(Dataset excerpts)
####################

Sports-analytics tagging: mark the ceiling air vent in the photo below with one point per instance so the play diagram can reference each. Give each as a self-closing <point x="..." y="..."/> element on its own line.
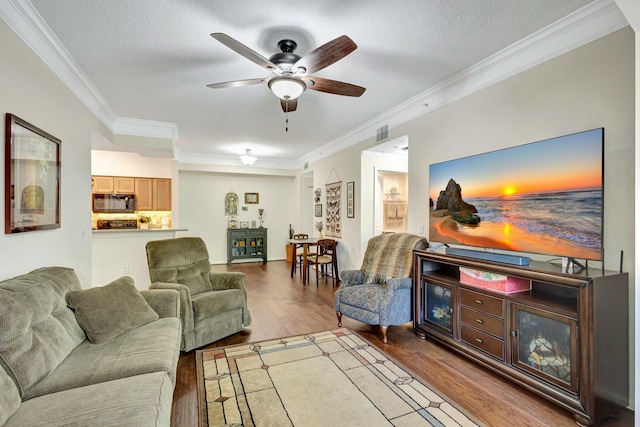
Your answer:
<point x="383" y="133"/>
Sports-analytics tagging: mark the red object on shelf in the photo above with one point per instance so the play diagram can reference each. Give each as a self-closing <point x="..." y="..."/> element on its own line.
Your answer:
<point x="493" y="281"/>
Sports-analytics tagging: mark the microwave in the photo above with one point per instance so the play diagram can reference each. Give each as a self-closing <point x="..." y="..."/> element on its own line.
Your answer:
<point x="114" y="203"/>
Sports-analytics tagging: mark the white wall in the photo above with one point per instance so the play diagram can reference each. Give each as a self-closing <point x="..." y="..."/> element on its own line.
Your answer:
<point x="117" y="163"/>
<point x="201" y="208"/>
<point x="31" y="91"/>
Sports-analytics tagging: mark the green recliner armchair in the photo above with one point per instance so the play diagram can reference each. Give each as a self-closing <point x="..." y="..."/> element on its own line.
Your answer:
<point x="213" y="305"/>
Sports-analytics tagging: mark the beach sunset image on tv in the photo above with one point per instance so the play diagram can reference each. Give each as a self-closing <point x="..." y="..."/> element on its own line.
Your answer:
<point x="544" y="197"/>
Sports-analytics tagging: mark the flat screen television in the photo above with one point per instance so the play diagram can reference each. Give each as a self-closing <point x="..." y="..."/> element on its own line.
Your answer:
<point x="544" y="197"/>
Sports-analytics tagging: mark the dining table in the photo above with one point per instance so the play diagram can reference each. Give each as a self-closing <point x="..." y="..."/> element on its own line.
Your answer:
<point x="305" y="243"/>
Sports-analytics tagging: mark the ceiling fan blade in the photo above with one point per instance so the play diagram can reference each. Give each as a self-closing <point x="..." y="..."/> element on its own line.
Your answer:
<point x="293" y="105"/>
<point x="236" y="83"/>
<point x="333" y="86"/>
<point x="245" y="51"/>
<point x="325" y="55"/>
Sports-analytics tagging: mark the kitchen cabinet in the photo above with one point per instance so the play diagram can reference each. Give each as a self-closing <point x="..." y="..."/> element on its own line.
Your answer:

####################

Would you return the records exactly, keeping out every picture?

Sports-analytics tagging: mark the ceiling air vent in the photo below with one point per instance so the play diagram can reference each. Give each as a self-closing <point x="..." y="..."/> element on its own line.
Your answer:
<point x="383" y="133"/>
Sports-analytics tagging: mark the red object on shelf in the photo above with one point per instance so the play diagram can reference each. Give each as a self-closing <point x="..." y="..."/> element on its own line.
Your answer:
<point x="493" y="281"/>
Sports-analytics tagging: mark the microwave in the photo above with one point per instance so the play diagram can reference each. Give each as a self-closing <point x="..." y="..."/> element on its own line.
Your answer:
<point x="114" y="203"/>
Sports-analytics tagging: mark the white wall in the photo above with one point per instance so the play diagram can reference each. Give each as a self-closing <point x="..." y="..."/> element on its own line.
Your answer:
<point x="117" y="163"/>
<point x="201" y="208"/>
<point x="31" y="91"/>
Sports-analytics tagging: mark the green recliner armchair in the photo above with one point per instance so the play diagram can reference each. Give each as a self-closing <point x="..." y="..."/> element on its own line.
Your answer:
<point x="213" y="305"/>
Sports-analytics tagging: mark the beach sunset image on tv in the photo above with one point per instance so the play diagram can reference each. Give each as a self-closing <point x="..." y="..."/> element on its own line.
Your answer:
<point x="544" y="197"/>
Sports-analytics tagging: mark the flat screen television in the photo above with one point per instance so the play diagram can reference each. Give each as a self-closing <point x="..." y="..."/> element on its own line.
Your answer:
<point x="544" y="197"/>
Sports-analytics tagging: mark the dining table in the photo above with one point per instance so the play diagram can reference each. Give each as a self-closing <point x="..." y="..."/> element on its own line.
Your answer:
<point x="305" y="243"/>
Sports-analytics tagging: mark the ceiling fan blade in the photo above with one point per instance so the play diagram can reference each. Give each as a self-closing <point x="..." y="..."/> element on its own line.
Your answer:
<point x="293" y="105"/>
<point x="236" y="83"/>
<point x="333" y="86"/>
<point x="245" y="51"/>
<point x="325" y="55"/>
Sports-analytics tagging: mark the kitchen cabinet in the photo above with one point per instance so the play diagram can reference each. Give each as a self-closing <point x="..." y="..."/> element on its own line.
Your answer:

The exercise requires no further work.